--- YOUR TASK ---
Please rewrite the listing below with "single marker" replaced by "one point" everywhere and everything else unchanged, omitting the pictures.
── RECORDED DATA ──
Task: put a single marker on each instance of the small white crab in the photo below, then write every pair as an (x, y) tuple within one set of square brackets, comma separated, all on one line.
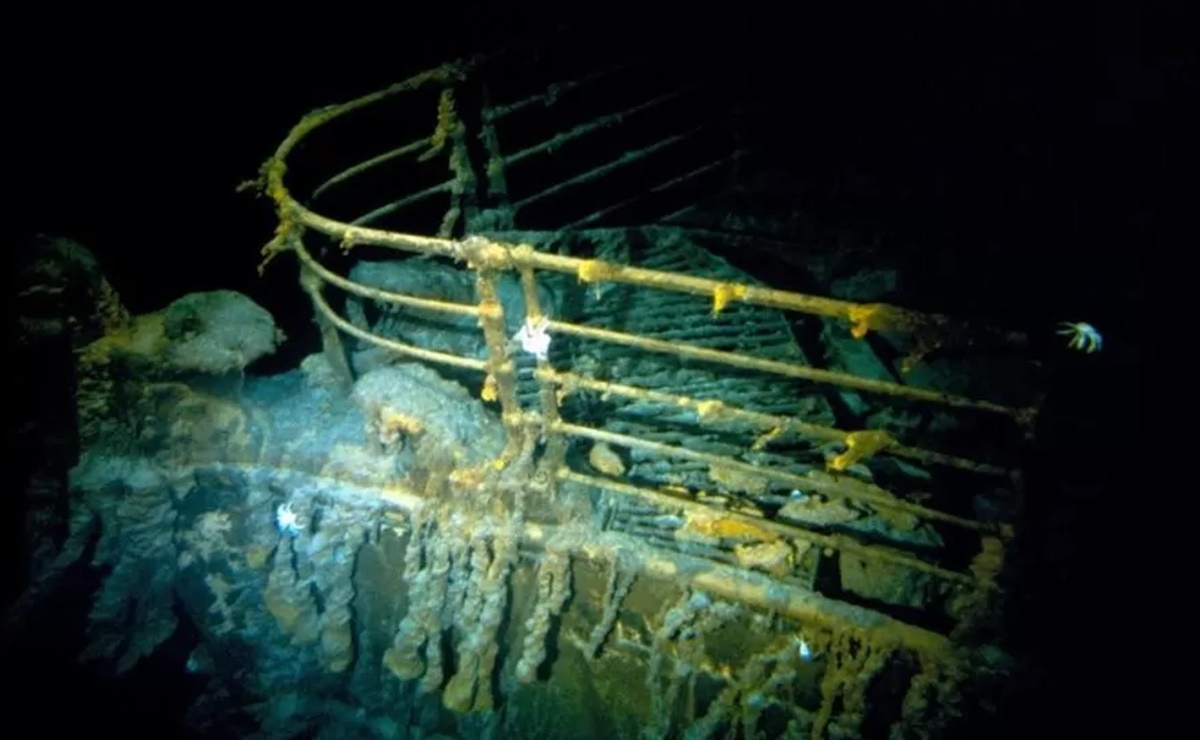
[(288, 521), (804, 649), (533, 337), (1083, 336)]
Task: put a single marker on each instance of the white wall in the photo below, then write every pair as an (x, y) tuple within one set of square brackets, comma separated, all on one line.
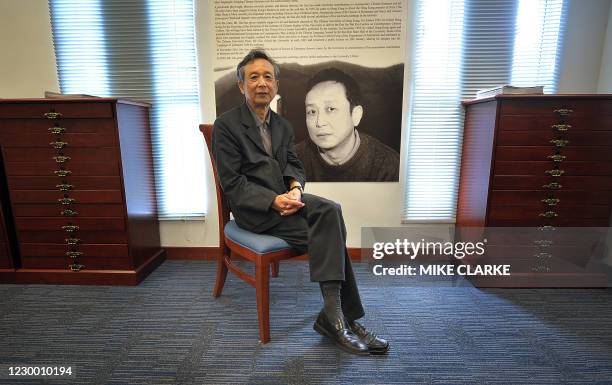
[(605, 73), (27, 69), (584, 40)]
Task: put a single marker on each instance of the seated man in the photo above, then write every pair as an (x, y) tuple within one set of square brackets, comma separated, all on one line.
[(263, 180), (336, 151)]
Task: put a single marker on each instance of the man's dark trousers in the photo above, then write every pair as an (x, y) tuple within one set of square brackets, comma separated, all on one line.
[(318, 229)]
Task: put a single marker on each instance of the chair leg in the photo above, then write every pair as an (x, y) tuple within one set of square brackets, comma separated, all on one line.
[(262, 289), (221, 275), (275, 269)]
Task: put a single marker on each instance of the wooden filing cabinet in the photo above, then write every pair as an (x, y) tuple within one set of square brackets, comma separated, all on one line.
[(81, 190), (542, 163)]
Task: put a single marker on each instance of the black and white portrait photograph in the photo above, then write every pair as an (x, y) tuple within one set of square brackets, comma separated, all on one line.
[(346, 118)]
───
--- EXERCISE SOLUTION ---
Task: put a one point on each instance of the small white crab in the photo below, then write every pair as an (x, y) tuple within one set of square brackets, comma separated, all on one line.
[(288, 521), (804, 649), (533, 337), (1083, 336)]
Task: put a one point on each instance of the white wall in the photo below, then write every pair as an (x, y) tuple within one set of square brackets, comma separated, all on one line.
[(605, 73), (27, 69), (584, 40)]
Task: put a one point on each instance of the seated man in the photo above, then write every pair as an (x, y) tuple within one set of square brackets, comma separated, all on one line.
[(263, 180), (336, 151)]
Task: put a one point on each instance of the man's dark trousers in the photo above, then write every pair as an (x, y) tuple within one set of square brackets, comma separated, all on one line.
[(318, 229)]
Task: put a one point on each instance of the chair leg in the photo above, then write every pair as an (x, y) tuple within one set of square brackets, comma separated, all on one line.
[(262, 289), (221, 275), (275, 269)]
Task: put a one point on each instance of the wooden filing cabinet in the photo above, then write every pair as an (x, y) tuple within one set of square brackets, comma separated, all on one line.
[(81, 190), (542, 163)]
Task: put a one point on each instance of the black and white portrait photograph in the photo above, then write every pair as an (x, y) tuple within one set of square brackets, comma separated, all on one line.
[(346, 118)]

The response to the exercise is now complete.